#### About this exercise
Leave the pictures in the listing below aside and reproduce exactly the lines starting with the one with "Category: scattered blueberry" and going on through the one with "Category: smoothie bowl", both ends included.

Recorded information Start Marker

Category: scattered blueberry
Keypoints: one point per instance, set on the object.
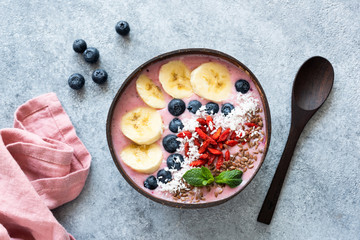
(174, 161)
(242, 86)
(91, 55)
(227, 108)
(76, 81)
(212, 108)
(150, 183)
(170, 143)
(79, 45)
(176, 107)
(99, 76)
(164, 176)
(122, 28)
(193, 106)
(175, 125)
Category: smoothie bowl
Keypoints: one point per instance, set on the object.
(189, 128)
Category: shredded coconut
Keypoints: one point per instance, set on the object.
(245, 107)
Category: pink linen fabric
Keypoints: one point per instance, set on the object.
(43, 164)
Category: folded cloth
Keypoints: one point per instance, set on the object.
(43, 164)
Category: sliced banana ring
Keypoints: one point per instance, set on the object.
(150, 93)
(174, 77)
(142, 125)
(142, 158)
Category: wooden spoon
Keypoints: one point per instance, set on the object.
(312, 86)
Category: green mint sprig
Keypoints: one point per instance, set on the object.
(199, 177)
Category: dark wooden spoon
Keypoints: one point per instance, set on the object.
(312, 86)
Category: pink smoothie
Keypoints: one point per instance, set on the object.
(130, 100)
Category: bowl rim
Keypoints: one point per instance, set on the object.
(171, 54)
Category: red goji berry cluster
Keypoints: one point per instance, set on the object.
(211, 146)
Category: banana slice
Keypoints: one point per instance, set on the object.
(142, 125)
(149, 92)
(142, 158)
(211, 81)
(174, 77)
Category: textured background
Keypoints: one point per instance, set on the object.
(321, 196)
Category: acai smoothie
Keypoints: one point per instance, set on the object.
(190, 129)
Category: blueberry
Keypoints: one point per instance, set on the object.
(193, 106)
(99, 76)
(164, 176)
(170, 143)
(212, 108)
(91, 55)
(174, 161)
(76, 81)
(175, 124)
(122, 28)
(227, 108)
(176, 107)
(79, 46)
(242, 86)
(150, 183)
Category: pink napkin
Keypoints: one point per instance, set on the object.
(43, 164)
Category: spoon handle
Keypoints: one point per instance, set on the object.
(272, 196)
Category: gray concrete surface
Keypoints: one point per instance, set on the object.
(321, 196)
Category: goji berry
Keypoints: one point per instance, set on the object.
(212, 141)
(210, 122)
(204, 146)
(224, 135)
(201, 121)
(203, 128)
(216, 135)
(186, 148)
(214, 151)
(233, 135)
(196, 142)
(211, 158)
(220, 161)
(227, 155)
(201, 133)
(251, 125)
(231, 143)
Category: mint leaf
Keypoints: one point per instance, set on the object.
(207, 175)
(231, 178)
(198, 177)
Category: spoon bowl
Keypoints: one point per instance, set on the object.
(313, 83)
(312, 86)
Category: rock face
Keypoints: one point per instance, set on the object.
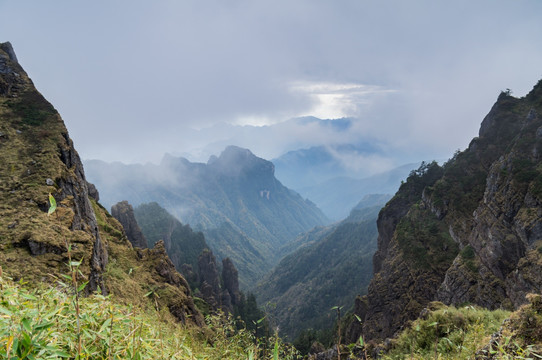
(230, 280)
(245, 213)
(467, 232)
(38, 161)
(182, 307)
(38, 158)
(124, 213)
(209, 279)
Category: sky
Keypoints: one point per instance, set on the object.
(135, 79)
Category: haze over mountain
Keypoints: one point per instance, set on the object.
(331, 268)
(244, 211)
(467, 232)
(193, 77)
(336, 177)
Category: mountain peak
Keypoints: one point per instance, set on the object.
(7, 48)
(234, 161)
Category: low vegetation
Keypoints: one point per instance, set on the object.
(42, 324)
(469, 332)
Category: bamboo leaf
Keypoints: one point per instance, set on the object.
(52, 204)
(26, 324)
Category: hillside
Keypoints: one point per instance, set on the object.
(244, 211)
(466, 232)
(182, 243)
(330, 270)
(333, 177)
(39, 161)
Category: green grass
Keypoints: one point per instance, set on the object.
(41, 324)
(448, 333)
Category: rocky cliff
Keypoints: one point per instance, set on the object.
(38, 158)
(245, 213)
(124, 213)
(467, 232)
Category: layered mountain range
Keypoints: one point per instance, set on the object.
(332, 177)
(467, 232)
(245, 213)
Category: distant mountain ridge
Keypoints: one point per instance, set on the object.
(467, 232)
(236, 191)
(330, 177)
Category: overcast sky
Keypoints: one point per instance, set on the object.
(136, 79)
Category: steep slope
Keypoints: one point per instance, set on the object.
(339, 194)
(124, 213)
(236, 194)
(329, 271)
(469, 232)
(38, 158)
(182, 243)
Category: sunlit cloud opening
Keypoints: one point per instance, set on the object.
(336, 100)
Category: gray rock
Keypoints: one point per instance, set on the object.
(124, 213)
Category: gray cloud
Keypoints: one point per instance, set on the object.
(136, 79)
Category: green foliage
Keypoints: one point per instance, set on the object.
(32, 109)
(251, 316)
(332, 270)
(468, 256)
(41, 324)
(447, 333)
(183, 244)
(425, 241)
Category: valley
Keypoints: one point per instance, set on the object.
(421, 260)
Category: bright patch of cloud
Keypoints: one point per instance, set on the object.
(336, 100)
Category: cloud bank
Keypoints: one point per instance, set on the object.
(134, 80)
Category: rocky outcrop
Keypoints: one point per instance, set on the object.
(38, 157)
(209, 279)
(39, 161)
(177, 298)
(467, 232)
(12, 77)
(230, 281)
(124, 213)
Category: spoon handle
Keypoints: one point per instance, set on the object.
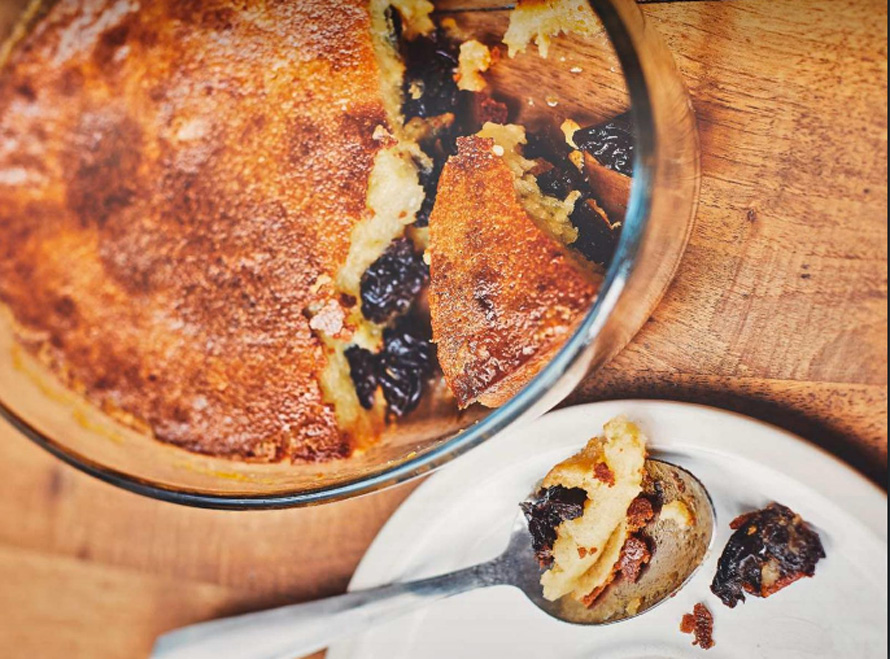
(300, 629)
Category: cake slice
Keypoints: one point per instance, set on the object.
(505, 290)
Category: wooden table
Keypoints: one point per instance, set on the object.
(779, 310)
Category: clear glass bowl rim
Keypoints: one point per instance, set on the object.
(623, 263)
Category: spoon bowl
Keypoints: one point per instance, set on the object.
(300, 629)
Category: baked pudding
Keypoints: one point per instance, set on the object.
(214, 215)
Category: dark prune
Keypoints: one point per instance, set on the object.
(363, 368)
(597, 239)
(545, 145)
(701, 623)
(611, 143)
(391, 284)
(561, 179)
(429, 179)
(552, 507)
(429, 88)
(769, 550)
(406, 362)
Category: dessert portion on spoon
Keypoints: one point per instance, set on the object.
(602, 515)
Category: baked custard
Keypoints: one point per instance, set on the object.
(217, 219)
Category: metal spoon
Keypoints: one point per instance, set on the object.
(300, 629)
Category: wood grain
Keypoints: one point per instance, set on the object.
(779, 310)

Recorded information End Marker
Recorded information Start Marker

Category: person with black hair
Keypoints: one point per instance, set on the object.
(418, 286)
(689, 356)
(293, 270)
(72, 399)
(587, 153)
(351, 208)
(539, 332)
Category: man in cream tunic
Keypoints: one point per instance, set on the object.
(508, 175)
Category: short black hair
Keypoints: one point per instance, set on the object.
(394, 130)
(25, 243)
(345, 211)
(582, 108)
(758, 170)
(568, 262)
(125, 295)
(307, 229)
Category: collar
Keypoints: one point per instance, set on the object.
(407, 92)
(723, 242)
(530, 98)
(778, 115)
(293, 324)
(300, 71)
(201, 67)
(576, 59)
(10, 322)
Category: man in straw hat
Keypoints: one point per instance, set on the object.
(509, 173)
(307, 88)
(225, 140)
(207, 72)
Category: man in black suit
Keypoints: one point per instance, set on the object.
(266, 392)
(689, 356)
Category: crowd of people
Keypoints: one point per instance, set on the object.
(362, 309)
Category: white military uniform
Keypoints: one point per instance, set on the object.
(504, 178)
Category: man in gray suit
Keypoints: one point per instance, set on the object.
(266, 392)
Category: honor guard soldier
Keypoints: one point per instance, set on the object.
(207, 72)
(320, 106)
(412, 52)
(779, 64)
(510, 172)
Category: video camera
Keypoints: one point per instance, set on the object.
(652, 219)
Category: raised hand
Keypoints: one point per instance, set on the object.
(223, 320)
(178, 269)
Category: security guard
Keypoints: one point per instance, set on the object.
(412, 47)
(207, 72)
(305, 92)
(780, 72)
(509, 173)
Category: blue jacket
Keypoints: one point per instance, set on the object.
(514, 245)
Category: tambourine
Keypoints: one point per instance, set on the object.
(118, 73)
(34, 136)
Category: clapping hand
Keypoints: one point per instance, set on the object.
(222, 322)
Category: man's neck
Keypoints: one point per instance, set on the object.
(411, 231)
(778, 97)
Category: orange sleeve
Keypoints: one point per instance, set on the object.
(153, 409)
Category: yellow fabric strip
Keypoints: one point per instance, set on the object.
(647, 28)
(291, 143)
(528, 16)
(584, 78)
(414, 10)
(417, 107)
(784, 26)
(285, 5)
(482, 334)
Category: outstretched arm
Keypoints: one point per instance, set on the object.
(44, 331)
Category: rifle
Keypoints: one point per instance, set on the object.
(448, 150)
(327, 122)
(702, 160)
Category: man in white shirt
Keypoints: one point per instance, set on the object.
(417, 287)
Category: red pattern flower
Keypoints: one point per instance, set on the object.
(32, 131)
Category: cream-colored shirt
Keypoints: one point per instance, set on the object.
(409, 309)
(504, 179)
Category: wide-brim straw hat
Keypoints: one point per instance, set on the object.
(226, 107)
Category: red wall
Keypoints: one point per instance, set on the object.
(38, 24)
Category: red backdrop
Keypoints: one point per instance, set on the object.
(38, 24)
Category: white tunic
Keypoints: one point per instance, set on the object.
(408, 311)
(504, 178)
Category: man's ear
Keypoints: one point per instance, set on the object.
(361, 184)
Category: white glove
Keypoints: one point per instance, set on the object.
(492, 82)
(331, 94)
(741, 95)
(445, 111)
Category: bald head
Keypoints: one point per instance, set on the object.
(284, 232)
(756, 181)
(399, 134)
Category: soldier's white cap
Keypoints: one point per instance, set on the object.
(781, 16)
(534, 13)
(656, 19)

Recorded information End Marker

#### Exercise output
Category: scattered blueberry
Keypoints: one point per instance, set on the object.
(174, 161)
(242, 86)
(91, 55)
(227, 108)
(76, 81)
(212, 108)
(150, 183)
(170, 143)
(79, 45)
(176, 107)
(99, 76)
(164, 176)
(122, 28)
(193, 106)
(175, 125)
Category: smoothie bowl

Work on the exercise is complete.